═══ TEXT SECTION ═══
I just posted a response to Latimer Alder on Bishop Hill:
Me: ‘The prevailing methodology in science is to create a model that fits the data. As such, scientists tend to assume all “science like” problems should all be tackled by creating a model and using that to predict what will happen.’
Latimer Alder: Wow. We used to do experiments instead. And test any models against them. Do they just leave out this essential step nowadays?
When I realised that my reply was based on a statistical evolutionary concept of theory building whereas I suspect Latimer’s question was based on the idea that there is only one theory which people uncover by enquiry much as an archaeologist uncovers a ruin by trial and error digging – I thought I’d follow this line of thought further and wrote this.
But beware … this is a personal note to myself working through this idea. The only reason I let to read it is because thinking someone might be daft enough to read this helps me write something that I have some chance understanding when I’ve forgotten why I wrote it. In essence I am suggesting that science consists of an ensemble of possible theory and/or models and that these are selected according to their fit to the data. As such we could imagine an infinite number of monkeys (aka academics) randomly producing theories which are then systematically discarded (or not if its climate “science”) according to whether they fit the data.
═══
- STATED PROBLEM 1 -
Count the lines of the listing that contain the word "denim", and give only that number.
═══ SUPPLIED ENTRIES ═══
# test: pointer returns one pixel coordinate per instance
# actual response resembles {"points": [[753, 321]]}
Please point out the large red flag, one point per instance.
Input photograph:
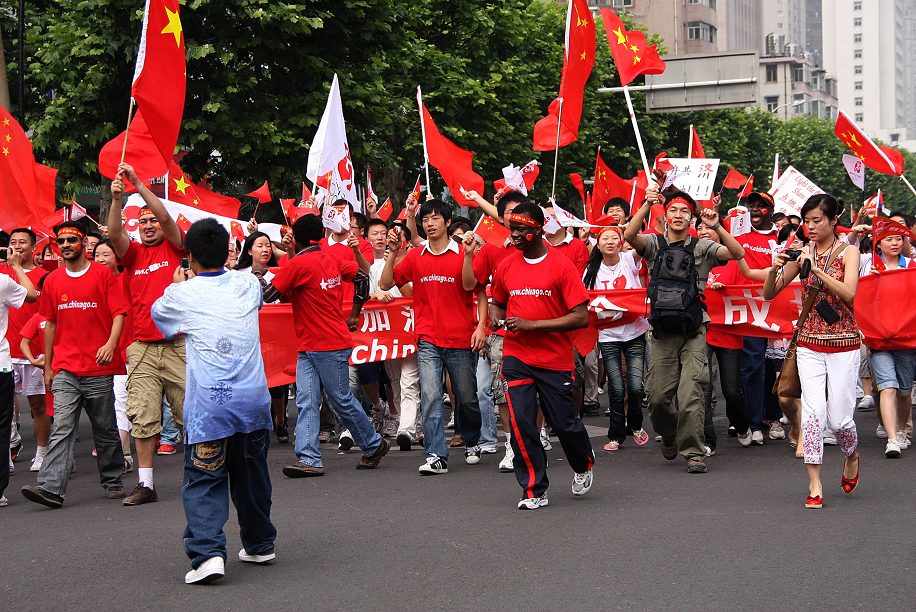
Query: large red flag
{"points": [[453, 163], [578, 61], [632, 55], [159, 77], [881, 159]]}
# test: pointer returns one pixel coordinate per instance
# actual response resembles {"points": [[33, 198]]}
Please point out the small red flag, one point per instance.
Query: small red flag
{"points": [[881, 159], [262, 193], [385, 211], [632, 55]]}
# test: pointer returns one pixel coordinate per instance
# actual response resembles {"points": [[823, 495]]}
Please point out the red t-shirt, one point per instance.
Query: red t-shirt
{"points": [[82, 309], [538, 291], [715, 335], [149, 271], [577, 253], [314, 282], [444, 313], [18, 317]]}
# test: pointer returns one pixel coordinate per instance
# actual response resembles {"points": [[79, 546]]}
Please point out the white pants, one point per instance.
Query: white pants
{"points": [[828, 382], [405, 386]]}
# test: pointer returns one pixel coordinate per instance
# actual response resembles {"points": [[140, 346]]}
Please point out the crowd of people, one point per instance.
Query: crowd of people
{"points": [[159, 335]]}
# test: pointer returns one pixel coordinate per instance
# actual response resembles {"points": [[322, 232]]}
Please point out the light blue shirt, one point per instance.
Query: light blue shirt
{"points": [[226, 388]]}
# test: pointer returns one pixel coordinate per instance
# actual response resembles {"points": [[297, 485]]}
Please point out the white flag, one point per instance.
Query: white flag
{"points": [[855, 169], [331, 153]]}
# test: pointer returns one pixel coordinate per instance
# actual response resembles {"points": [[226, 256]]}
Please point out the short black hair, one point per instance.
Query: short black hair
{"points": [[308, 229], [25, 230], [618, 202], [435, 207], [208, 242]]}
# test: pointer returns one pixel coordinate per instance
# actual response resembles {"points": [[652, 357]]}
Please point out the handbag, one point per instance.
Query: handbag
{"points": [[788, 383]]}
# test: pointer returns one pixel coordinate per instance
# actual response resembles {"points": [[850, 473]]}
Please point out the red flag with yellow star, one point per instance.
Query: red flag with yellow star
{"points": [[880, 159], [24, 198], [159, 77], [632, 55], [578, 61]]}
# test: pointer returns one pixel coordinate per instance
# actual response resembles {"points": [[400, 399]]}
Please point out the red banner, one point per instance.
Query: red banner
{"points": [[386, 331]]}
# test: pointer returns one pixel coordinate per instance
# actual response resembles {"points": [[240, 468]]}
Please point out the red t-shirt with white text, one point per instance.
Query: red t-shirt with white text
{"points": [[314, 282], [82, 309], [444, 313], [149, 271], [538, 291]]}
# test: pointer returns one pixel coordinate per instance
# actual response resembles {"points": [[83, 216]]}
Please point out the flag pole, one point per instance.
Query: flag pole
{"points": [[423, 131], [642, 150], [130, 116], [556, 151]]}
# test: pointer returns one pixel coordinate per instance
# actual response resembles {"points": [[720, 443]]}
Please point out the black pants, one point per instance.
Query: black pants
{"points": [[732, 388], [6, 420], [524, 385]]}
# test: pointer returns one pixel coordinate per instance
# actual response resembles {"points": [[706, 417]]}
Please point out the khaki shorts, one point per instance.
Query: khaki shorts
{"points": [[154, 369]]}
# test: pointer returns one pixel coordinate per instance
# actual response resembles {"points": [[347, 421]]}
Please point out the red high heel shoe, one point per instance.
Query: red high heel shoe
{"points": [[849, 484]]}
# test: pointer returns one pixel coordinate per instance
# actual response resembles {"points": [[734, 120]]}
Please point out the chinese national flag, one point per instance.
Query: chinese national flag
{"points": [[182, 223], [159, 77], [262, 193], [385, 211], [491, 231], [578, 61], [183, 190], [632, 55], [880, 159], [734, 179], [453, 163]]}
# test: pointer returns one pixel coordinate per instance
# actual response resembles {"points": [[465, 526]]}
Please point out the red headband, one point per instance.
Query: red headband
{"points": [[70, 231], [523, 219]]}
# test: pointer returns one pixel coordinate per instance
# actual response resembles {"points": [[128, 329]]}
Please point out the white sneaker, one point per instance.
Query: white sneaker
{"points": [[36, 463], [545, 439], [210, 570], [745, 440], [533, 503], [246, 558], [776, 431], [582, 482], [506, 464]]}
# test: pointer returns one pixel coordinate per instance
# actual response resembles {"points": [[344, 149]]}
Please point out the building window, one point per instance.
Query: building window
{"points": [[700, 30], [772, 103]]}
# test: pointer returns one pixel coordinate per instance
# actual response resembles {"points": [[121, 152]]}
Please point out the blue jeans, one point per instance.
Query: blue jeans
{"points": [[753, 374], [328, 370], [235, 466], [485, 401], [433, 362], [634, 352]]}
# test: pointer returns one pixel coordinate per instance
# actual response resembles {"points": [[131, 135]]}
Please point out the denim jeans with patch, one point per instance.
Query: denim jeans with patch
{"points": [[233, 467]]}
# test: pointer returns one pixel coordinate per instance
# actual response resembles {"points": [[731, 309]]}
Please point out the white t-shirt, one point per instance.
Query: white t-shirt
{"points": [[628, 270], [12, 295]]}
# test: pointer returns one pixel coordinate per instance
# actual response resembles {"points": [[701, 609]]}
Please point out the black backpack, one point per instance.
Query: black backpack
{"points": [[675, 301]]}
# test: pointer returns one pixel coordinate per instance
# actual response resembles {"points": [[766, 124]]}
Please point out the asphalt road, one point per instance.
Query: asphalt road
{"points": [[648, 536]]}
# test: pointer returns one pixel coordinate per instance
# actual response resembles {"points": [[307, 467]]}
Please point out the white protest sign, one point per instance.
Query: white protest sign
{"points": [[792, 190], [695, 177]]}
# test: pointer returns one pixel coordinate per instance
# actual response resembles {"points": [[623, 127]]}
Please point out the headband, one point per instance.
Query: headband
{"points": [[70, 231], [523, 219]]}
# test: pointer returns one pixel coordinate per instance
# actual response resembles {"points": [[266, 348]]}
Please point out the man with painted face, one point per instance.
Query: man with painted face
{"points": [[157, 365], [759, 246], [538, 296], [677, 364]]}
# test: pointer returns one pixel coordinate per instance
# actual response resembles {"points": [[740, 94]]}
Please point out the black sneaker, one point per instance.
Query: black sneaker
{"points": [[141, 495], [371, 462], [40, 496]]}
═══
- STATED PROBLEM 2 -
For each statement, answer yes or no according to the post on scientific models, and quote the words of the post that decide it.
(a) The author describes the post as a personal note.
(b) The author suggests that science consists of a single theory uncovered by enquiry.
(c) In the author's analogy, the monkeys produce theories systematically.

- COMPLETE RESPONSE 1 -
2

- COMPLETE RESPONSE 2 -
(a) Yes: "this is a personal note to myself working through this idea."
(b) No: "In essence I am suggesting that science consists of an ensemble of possible theory and/or models"
(c) No: "randomly producing theories which are then systematically discarded"